------ RECORDS ------

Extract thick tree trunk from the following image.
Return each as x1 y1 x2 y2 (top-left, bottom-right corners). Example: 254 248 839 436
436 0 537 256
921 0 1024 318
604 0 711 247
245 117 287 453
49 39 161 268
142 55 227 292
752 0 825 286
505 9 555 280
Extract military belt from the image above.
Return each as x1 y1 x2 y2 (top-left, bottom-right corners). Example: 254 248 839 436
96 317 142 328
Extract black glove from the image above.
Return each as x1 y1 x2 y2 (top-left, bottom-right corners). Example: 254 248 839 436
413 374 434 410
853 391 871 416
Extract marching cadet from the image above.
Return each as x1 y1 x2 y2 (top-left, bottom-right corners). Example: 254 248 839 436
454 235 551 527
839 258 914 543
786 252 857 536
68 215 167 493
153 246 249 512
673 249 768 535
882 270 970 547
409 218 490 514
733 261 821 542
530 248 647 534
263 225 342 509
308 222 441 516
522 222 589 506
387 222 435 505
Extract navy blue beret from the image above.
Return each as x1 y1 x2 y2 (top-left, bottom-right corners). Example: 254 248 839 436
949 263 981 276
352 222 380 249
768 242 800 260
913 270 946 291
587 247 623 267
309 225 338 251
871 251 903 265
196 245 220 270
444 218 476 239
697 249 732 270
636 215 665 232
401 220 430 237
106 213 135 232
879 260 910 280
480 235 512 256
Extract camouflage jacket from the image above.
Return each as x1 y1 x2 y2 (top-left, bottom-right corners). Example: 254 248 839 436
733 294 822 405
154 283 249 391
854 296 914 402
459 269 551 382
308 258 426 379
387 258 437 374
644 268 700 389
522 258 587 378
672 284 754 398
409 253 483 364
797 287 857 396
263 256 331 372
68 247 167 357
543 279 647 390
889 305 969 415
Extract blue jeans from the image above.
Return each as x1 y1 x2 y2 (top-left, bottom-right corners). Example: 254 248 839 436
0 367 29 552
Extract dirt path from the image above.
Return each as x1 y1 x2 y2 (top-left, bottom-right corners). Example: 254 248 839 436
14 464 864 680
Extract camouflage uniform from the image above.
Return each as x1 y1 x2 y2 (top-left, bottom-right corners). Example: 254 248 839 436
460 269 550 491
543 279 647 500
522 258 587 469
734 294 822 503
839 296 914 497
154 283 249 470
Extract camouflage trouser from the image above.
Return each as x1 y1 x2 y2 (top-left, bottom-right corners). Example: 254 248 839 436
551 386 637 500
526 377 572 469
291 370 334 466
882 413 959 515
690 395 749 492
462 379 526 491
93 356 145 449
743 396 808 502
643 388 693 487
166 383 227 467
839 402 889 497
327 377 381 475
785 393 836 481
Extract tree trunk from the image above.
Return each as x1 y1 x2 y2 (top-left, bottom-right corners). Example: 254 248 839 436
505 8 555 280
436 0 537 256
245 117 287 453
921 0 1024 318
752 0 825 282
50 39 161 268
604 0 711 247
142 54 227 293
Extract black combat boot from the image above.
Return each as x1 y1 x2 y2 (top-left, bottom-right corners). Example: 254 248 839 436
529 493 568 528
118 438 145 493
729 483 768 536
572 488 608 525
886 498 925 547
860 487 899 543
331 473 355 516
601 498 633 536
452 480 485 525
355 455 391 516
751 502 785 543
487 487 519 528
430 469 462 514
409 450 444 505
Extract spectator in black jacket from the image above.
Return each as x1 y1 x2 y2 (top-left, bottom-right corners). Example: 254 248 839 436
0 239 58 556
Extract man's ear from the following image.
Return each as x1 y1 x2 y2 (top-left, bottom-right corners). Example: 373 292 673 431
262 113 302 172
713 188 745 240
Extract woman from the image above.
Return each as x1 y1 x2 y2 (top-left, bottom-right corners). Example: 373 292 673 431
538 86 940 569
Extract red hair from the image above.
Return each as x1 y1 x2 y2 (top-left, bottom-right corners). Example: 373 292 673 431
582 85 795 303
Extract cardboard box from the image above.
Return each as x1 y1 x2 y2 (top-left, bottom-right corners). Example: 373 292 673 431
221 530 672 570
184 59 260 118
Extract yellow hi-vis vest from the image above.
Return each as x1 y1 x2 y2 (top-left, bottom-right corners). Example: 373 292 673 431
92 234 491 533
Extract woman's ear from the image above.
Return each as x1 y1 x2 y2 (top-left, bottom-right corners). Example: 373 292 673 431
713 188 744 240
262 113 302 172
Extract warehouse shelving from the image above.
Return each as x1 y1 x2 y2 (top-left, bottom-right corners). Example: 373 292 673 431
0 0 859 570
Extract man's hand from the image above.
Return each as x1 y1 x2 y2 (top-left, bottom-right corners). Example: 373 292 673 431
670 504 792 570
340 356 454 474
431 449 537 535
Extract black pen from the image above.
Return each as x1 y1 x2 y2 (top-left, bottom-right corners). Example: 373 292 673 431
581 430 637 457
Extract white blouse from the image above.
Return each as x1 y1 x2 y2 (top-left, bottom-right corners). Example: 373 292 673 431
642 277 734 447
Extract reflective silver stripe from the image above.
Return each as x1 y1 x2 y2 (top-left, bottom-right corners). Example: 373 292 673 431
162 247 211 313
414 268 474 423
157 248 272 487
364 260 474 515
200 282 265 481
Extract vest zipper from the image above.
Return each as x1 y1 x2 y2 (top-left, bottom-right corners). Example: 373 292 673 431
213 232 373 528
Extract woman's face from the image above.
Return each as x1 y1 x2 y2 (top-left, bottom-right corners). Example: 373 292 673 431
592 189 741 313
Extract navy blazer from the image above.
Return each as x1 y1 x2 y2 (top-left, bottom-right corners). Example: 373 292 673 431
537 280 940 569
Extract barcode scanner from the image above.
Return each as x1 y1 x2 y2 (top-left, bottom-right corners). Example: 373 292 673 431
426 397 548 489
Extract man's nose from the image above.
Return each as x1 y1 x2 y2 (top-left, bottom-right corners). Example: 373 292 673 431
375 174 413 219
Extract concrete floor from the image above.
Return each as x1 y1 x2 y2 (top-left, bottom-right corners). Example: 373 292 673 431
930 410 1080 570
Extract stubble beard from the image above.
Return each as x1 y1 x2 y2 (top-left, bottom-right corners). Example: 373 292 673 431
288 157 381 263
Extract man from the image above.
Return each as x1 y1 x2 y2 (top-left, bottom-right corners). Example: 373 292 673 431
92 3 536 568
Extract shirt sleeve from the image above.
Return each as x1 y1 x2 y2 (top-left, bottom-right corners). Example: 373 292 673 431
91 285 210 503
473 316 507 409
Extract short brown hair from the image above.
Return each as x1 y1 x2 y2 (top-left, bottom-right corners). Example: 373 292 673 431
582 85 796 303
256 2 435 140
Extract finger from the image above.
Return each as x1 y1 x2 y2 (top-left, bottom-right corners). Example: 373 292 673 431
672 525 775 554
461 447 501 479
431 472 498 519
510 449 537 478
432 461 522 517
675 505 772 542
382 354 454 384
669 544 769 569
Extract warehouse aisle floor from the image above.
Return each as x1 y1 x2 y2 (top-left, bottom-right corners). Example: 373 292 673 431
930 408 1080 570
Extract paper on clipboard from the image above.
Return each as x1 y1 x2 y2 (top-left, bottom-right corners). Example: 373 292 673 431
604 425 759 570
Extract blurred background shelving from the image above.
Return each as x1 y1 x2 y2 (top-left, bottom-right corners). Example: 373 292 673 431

------

WHAT YOU SHOULD DO:
Copy all the rows above again, swapping every "x1 y1 x2 y2" for "left top right bottom" and keeping everything else the same.

RESPONSE TO THE EXERCISE:
Extract thick tree trunk from the following image.
Return each as left top right bottom (top-left, bottom-right corners). Example: 254 248 839 436
436 0 537 256
921 0 1024 318
604 0 711 247
245 117 287 453
49 39 161 268
142 55 227 292
752 0 825 286
505 9 555 280
Extract military belt from the image above.
Return each as left top right bottom (top-left, bottom-right corners). Example: 254 248 839 436
96 317 142 328
Extract black glove from the image above.
Return each as left top right bottom (top-left, bottom-right corners). Example: 254 248 839 436
413 374 434 410
853 391 871 416
Extract marching cadet from the image above.
Return each as left top right bottom (top-left, bottom-right corners). Example: 254 248 839 436
454 235 551 527
839 258 914 543
786 252 857 536
68 215 167 493
153 246 249 512
673 249 768 535
882 270 970 547
409 218 490 514
733 261 821 542
530 248 647 534
263 225 342 509
308 222 441 516
522 222 589 506
387 222 435 505
Extract navy blue beret from the image above.
Return each as left top right bottom (top-left, bottom-right corners). Example: 254 248 839 436
949 263 981 276
352 222 380 249
768 242 800 260
913 270 946 291
587 247 623 267
309 225 338 251
871 251 903 265
196 245 220 270
444 218 476 239
697 249 732 270
636 215 665 232
401 220 430 237
106 213 135 232
879 260 910 280
480 235 512 256
Extract camouflage jacket from the image above.
Return each as left top right bottom (top-left, bottom-right corners). Example: 254 248 839 436
733 294 822 405
154 283 249 391
854 296 914 402
459 269 551 382
308 258 426 379
387 258 437 374
644 268 700 389
522 258 587 378
672 284 754 398
409 253 483 364
797 287 857 396
263 256 331 372
68 247 167 357
543 279 647 390
889 305 969 415
Extract blue jeans from the image above.
Return each as left top right bottom (top-left, bottom-right corners). Example: 254 248 839 436
0 367 29 552
Extract dirt path from the image above.
Return each as left top right bottom (top-left, bottom-right corners). Example: 254 248 839 436
14 464 864 680
Extract camouflage uniform from the image above.
Return each as left top right bottom (top-left, bottom-right corners). Example: 254 248 839 436
460 269 550 491
543 279 647 500
522 258 587 469
734 294 822 503
839 296 914 497
154 283 249 470
Extract camouflage trouser from the image above.
Return each as left top right bottom (top-left, bottom-right corners). Example: 254 248 839 436
551 386 637 500
526 377 572 469
291 370 334 466
882 413 959 515
690 395 749 492
462 379 526 491
93 356 145 449
743 396 808 502
643 388 693 487
166 383 227 467
839 402 889 497
327 377 381 475
785 393 836 481
Extract tree trunk from the image above.
Return each as left top right bottom (top-left, bottom-right corners). Example: 254 248 839 436
505 8 555 280
436 0 537 256
245 117 287 453
921 0 1024 318
752 0 825 282
50 39 161 268
604 0 711 247
142 54 227 293
Extract black combat boot from the image above.
Return each as left top right bottom (top-left, bottom-right corners). Example: 254 248 839 436
529 493 568 528
118 438 145 493
729 483 768 536
572 488 608 525
886 498 925 547
860 487 899 543
331 473 355 516
601 498 633 536
452 480 485 525
355 455 391 516
751 502 785 543
487 487 519 528
430 469 462 514
409 450 444 505
Extract spectator in black jacket from the image above.
Return each as left top right bottom (top-left, bottom-right corners). Example: 254 248 839 436
0 239 58 556
Extract man's ear from the following image.
Return each as left top right bottom (top-left, bottom-right corners). Example: 373 292 673 431
262 113 302 172
713 188 745 240
Extract woman from the image above.
Return each as left top right bottom (top-left, bottom-right corners). Example: 373 292 673 431
538 86 940 569
Extract red hair from the image above.
Return each as left top right bottom (top-left, bottom-right corners). Example: 373 292 673 431
582 85 795 303
Extract cardboard box from the image above.
Return each as left top right bottom (top-left, bottom-right corners). Example: 373 292 673 431
221 530 672 570
184 59 260 118
Extract yellow hi-vis vest from the image above.
Return each as left top right bottom (top-left, bottom-right corners). Example: 373 292 673 431
92 234 491 533
Extract woman's ear from the image above.
Return each as left top right bottom (top-left, bottom-right corners). Example: 373 292 673 431
713 188 744 240
262 113 302 172
Extract warehouse shelving from the image above.
Return each as left top right bottom (top-left, bottom-right corners). Example: 373 292 673 431
0 0 859 570
Extract man's hand from the image above.
Return each as left top right bottom (top-left, bottom-right corners). Example: 373 292 673 431
670 504 792 570
340 356 454 474
431 449 537 535
Extract black pen from the image above.
Return each as left top right bottom (top-left, bottom-right corners). Example: 373 292 673 431
581 430 637 457
Extract white blouse from the image above.
Return each as left top right bottom (top-left, bottom-right corners). Example: 373 292 673 431
642 277 734 447
Extract reflective silver stripe from the image above.
Return each as left top right bottom (top-left, bottom-right corners). Example: 373 292 673 431
162 247 211 313
414 268 474 423
157 248 272 487
364 260 474 515
200 282 265 481
Extract vest zipper from the image above.
Return each as left top right bottom (top-left, bottom-right corners). Example: 373 292 673 431
213 232 373 528
Extract woman's face from the image above.
Return each as left top right bottom (top-left, bottom-right corners). Example: 373 292 673 431
592 189 741 313
Extract navy blazer from the image above.
Return each as left top right bottom (top-left, bottom-right corners). Example: 373 292 673 431
537 280 940 569
Extract barcode scanner from the image above.
Return each as left top right bottom (top-left, bottom-right corners). Example: 373 292 673 431
426 397 548 489
Extract man's nose from the image above.
Return each as left top right bottom (top-left, bottom-right corners). Example: 373 292 673 431
375 174 413 219
Extract concrete floor from the image above.
Return each as left top right bottom (top-left, bottom-right corners). Example: 373 292 673 431
930 410 1080 570
Extract stubble beard from the image above.
Return each as left top right bottom (top-left, bottom-right corners). Example: 373 292 673 431
288 157 381 263
Extract man from the image above.
Return each as left top right bottom (top-left, bottom-right corners). Example: 373 292 673 431
92 3 536 568
Extract shirt sleeve from the image above.
Return each as left top right bottom (top-left, bottom-right corners). Example: 373 292 673 431
91 285 210 503
473 316 507 409
Extract short brown hair from the image above.
Return each as left top right bottom (top-left, bottom-right corners). Example: 373 292 673 431
582 85 796 303
256 2 435 140
Extract finger from the image above.
Return each as left top right bottom (top-left, bottom-right corners). Example: 373 292 673 431
672 525 775 554
461 447 501 479
431 472 498 519
510 449 537 478
432 461 522 517
675 505 772 542
382 354 454 384
669 544 769 569
Extract warehouse aisle floor from the image above.
Return each as left top right bottom (top-left, bottom-right corners). Example: 373 292 673 431
930 408 1080 570
Extract paper on clipboard from the image above.
Return each as left top right bottom (top-left, bottom-right corners). Example: 373 292 673 431
604 425 759 570
Extract blurred background shelving from the image above.
Return each as left top right bottom (top-left, bottom-right corners). Example: 373 292 673 431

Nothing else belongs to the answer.